╭─ The input

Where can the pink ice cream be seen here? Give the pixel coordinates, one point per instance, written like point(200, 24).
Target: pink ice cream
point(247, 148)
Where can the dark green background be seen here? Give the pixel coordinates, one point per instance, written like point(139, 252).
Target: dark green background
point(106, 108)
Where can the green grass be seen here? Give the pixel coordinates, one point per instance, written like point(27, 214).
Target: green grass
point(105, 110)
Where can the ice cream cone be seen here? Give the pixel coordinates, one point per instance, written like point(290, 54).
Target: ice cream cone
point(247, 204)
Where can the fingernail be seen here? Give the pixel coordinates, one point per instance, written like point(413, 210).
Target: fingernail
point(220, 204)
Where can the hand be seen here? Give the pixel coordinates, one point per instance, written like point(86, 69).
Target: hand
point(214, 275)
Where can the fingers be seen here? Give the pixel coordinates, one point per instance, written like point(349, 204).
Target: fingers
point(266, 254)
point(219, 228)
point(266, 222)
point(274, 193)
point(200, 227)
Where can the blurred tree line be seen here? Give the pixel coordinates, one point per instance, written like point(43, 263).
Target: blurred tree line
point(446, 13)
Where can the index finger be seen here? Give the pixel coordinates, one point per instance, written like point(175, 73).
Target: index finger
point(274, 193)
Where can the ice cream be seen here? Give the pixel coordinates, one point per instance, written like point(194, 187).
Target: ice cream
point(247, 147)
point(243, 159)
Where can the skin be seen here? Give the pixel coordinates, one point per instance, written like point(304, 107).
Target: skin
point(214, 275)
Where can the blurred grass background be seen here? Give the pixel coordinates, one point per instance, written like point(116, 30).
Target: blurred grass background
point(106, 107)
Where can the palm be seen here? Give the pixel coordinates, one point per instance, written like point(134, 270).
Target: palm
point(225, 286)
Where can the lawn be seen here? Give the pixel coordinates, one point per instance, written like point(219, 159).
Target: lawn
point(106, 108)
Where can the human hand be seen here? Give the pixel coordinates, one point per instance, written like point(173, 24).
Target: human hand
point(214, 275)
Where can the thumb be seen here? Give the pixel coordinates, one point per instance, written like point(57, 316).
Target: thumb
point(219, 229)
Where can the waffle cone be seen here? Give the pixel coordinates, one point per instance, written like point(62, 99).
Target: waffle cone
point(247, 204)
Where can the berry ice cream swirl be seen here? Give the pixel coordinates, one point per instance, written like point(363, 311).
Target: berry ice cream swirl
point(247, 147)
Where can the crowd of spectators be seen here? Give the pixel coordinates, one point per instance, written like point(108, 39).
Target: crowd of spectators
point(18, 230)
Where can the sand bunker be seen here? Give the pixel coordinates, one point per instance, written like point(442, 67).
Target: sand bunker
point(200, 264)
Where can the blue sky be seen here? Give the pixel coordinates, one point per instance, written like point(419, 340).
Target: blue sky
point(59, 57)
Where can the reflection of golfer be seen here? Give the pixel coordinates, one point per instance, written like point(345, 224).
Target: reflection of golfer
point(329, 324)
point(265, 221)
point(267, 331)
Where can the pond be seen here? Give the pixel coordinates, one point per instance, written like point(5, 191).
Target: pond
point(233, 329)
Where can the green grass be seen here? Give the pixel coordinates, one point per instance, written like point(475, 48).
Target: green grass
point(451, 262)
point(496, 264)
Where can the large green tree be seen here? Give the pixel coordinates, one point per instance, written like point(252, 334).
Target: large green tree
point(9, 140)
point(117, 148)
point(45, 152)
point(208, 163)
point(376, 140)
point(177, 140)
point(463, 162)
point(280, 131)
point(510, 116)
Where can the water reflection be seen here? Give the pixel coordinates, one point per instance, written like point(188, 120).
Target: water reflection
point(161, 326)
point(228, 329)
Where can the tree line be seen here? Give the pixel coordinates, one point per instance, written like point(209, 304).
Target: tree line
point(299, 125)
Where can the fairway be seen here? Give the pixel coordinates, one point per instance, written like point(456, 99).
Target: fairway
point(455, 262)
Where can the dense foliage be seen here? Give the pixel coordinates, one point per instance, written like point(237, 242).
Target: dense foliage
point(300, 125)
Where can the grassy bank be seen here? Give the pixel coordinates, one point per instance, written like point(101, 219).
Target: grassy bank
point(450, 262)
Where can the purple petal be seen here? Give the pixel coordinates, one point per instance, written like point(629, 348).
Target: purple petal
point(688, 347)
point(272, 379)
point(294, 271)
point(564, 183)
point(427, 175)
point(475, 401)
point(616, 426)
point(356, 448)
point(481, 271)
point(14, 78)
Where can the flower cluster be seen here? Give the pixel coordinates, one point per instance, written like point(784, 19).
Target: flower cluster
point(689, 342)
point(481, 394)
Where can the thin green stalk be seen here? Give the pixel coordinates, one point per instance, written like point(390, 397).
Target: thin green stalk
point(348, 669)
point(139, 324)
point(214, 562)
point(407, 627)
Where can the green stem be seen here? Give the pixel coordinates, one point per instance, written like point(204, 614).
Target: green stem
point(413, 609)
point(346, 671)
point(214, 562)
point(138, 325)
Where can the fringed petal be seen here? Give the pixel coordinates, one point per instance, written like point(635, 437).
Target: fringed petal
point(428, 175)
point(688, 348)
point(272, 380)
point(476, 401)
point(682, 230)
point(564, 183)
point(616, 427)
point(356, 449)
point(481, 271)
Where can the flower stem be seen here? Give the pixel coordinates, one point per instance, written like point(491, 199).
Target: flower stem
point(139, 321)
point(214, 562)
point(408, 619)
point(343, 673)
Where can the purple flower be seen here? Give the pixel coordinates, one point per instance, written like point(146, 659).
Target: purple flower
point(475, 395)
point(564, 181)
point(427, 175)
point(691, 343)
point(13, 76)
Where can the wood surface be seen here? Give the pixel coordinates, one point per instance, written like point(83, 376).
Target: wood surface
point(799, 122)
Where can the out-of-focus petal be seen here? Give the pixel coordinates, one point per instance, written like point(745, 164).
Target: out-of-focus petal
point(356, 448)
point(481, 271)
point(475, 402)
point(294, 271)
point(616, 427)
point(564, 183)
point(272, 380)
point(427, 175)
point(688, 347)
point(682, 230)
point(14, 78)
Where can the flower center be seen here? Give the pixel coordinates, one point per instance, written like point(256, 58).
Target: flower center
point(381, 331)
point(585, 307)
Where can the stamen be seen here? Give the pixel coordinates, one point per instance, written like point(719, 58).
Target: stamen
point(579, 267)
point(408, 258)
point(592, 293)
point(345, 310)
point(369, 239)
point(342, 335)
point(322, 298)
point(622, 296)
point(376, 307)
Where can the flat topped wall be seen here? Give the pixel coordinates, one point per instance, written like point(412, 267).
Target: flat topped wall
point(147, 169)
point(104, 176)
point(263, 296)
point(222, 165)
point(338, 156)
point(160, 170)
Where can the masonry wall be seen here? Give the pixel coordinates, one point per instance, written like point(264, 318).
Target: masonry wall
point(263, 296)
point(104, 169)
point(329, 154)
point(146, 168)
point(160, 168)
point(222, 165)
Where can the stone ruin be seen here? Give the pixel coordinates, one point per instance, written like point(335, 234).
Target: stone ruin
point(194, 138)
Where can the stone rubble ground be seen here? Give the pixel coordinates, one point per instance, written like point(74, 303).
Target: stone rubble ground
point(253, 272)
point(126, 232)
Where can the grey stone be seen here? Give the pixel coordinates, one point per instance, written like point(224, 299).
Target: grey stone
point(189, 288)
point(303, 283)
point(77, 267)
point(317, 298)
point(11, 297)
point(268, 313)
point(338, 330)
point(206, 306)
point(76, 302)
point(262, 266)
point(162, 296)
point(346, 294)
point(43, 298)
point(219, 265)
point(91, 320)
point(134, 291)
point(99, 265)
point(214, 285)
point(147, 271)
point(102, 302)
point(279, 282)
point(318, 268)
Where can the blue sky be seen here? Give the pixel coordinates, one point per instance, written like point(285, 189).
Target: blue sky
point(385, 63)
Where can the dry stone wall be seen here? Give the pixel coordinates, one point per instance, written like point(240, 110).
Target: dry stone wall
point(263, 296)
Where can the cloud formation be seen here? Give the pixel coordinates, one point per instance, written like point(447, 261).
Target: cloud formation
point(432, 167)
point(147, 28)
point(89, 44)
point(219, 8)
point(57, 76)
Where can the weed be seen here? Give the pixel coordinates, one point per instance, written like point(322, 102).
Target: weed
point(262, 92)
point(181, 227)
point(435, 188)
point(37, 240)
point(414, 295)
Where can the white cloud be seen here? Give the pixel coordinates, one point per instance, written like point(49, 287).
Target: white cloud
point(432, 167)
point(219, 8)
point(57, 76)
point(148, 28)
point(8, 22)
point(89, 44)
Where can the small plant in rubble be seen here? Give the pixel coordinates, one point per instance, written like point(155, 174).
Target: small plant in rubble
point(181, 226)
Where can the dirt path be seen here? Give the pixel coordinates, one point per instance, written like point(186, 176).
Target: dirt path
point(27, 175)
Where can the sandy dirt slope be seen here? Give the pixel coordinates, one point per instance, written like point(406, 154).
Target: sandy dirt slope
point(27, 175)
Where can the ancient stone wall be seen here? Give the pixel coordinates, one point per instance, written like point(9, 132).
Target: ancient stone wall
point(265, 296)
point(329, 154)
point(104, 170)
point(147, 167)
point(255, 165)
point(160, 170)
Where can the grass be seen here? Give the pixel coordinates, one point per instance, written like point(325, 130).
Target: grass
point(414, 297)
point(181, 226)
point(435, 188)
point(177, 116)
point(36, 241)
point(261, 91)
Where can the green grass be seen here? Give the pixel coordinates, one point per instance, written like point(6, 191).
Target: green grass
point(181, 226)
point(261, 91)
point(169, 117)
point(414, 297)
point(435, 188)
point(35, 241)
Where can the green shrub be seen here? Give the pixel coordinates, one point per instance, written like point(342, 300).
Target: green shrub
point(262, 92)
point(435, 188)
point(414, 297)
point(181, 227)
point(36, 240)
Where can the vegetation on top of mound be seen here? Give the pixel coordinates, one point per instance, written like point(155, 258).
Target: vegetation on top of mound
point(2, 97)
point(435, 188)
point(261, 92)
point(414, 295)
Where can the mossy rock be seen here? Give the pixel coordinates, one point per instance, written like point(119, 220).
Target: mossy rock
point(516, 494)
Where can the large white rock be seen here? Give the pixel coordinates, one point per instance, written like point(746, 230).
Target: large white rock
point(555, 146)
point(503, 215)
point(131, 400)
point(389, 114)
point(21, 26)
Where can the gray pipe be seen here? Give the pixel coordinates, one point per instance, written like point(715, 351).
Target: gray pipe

╰─

> **Exercise instructions**
Nothing but the lines from the one with "like point(6, 191)." through the end of the data above should be repeated, each exactly as it stands.

> **Response for this exercise**
Where can the green grass be seen here? Give the pixel coordinates, one point per instance, written like point(6, 191).
Target: green grass
point(181, 226)
point(261, 91)
point(169, 117)
point(414, 297)
point(435, 188)
point(35, 241)
Where can the green shrub be seen here? Give the pixel coordinates, one point per instance, written like point(342, 300).
Target: green shrub
point(262, 92)
point(435, 188)
point(414, 297)
point(181, 227)
point(36, 240)
Where can the vegetation on top of mound be seen here? Give the pixel coordinates, one point per instance, written like point(155, 258).
Target: vegetation on top of mound
point(2, 97)
point(435, 188)
point(261, 92)
point(414, 295)
Where can the mossy rock be seen here? Give the pixel coordinates, one point per instance, written like point(119, 220).
Target: mossy rock
point(516, 494)
Where can the large white rock be seen here? Give the pixel coordinates, one point per instance, written like point(746, 230).
Target: large white rock
point(555, 146)
point(503, 215)
point(131, 400)
point(389, 114)
point(21, 26)
Where can the gray pipe be seen here? Give the pixel coordinates, one point per instance, written like point(715, 351).
Target: gray pipe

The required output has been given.